> What you need to do
Which lines in the items below contain the word "mountain"? List each such line in full, treating uppercase and lowercase as different.
[Records shown start]
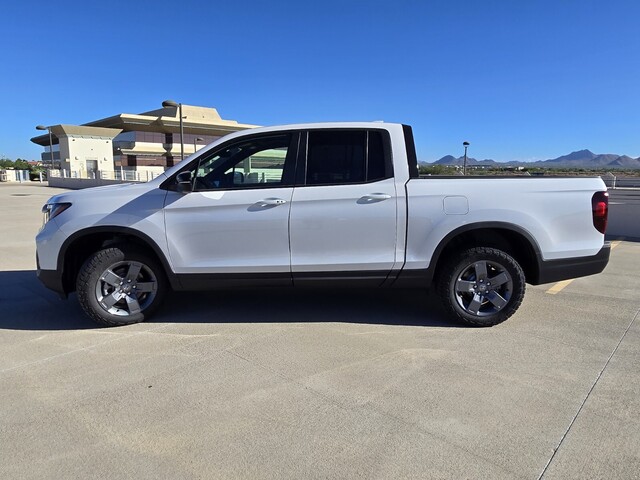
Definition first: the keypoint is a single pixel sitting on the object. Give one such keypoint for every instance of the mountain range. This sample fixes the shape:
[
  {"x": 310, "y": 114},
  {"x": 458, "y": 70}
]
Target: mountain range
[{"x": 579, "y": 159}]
[Records shown end]
[Records shown start]
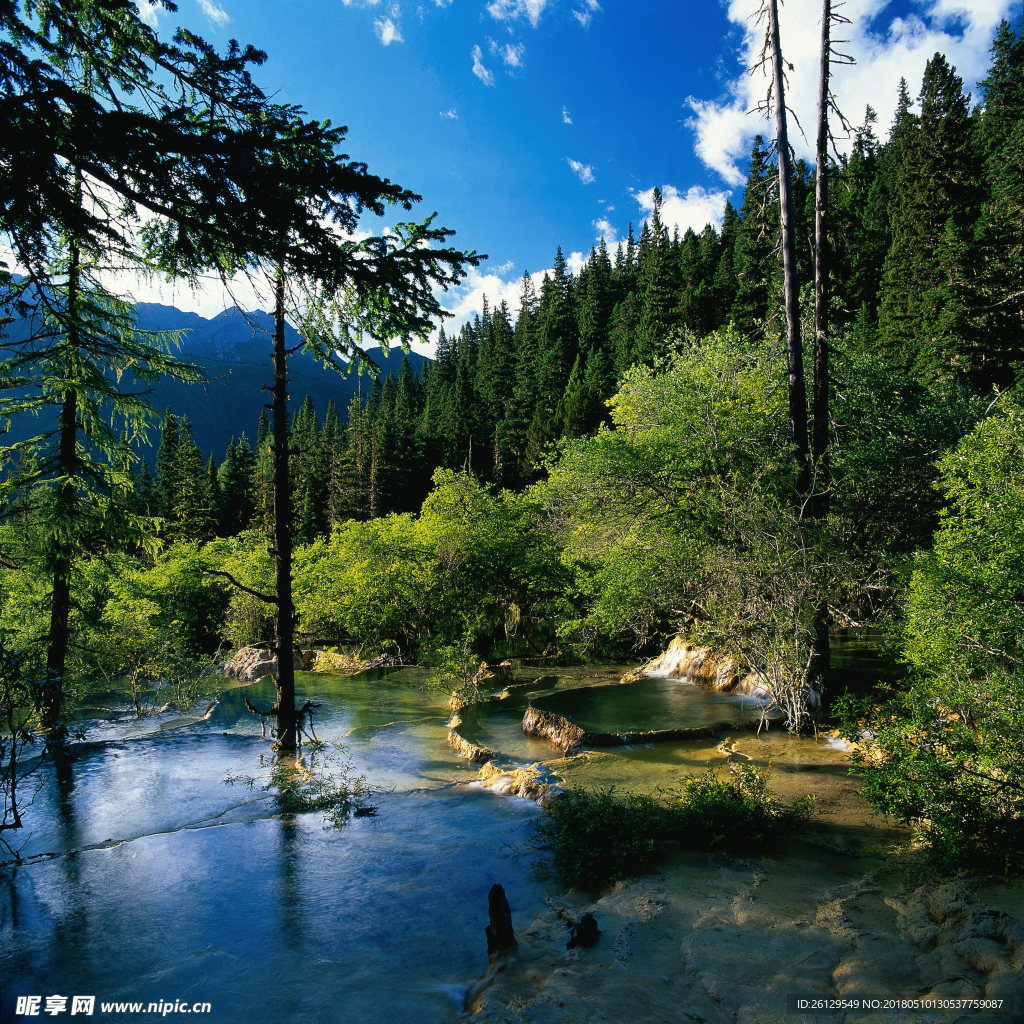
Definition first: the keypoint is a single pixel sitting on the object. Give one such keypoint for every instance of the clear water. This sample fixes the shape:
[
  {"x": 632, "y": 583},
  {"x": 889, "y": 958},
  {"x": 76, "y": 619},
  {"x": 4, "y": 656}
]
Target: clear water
[Records shown end]
[Records shown start]
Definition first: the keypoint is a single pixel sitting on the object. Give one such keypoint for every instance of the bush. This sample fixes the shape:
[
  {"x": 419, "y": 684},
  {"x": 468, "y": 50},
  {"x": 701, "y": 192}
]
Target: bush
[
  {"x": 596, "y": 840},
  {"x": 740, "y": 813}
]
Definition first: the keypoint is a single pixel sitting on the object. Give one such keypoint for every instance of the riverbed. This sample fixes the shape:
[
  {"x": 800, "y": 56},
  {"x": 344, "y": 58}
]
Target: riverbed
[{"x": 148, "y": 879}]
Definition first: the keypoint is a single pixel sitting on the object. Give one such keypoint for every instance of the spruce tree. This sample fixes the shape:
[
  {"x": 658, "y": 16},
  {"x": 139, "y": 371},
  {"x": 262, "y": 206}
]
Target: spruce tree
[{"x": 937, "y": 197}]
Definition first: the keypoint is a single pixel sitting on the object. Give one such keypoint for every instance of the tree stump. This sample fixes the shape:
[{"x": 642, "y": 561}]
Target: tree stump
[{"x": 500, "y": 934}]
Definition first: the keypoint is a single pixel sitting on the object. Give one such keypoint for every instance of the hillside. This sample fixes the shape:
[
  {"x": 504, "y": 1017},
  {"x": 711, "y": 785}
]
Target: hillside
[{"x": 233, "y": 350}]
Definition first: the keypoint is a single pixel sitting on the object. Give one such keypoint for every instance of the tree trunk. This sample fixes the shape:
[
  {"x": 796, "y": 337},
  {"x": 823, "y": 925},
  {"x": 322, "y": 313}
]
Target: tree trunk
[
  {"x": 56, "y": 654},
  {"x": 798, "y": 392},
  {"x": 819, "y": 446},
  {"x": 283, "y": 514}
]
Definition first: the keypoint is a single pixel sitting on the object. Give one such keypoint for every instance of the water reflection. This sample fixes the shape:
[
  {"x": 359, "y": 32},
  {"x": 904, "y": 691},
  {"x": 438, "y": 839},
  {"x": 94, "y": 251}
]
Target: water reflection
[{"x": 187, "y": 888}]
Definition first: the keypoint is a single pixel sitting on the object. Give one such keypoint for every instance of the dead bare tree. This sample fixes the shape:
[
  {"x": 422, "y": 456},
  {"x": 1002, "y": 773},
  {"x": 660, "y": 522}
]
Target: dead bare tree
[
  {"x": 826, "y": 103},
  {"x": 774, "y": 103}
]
[Records shown end]
> Task result
Definition first: the keypoint is a single pixel sitting on the object. Give one such keypoint for every instance of the mountain range. This sample fixes the shape:
Target: mountain range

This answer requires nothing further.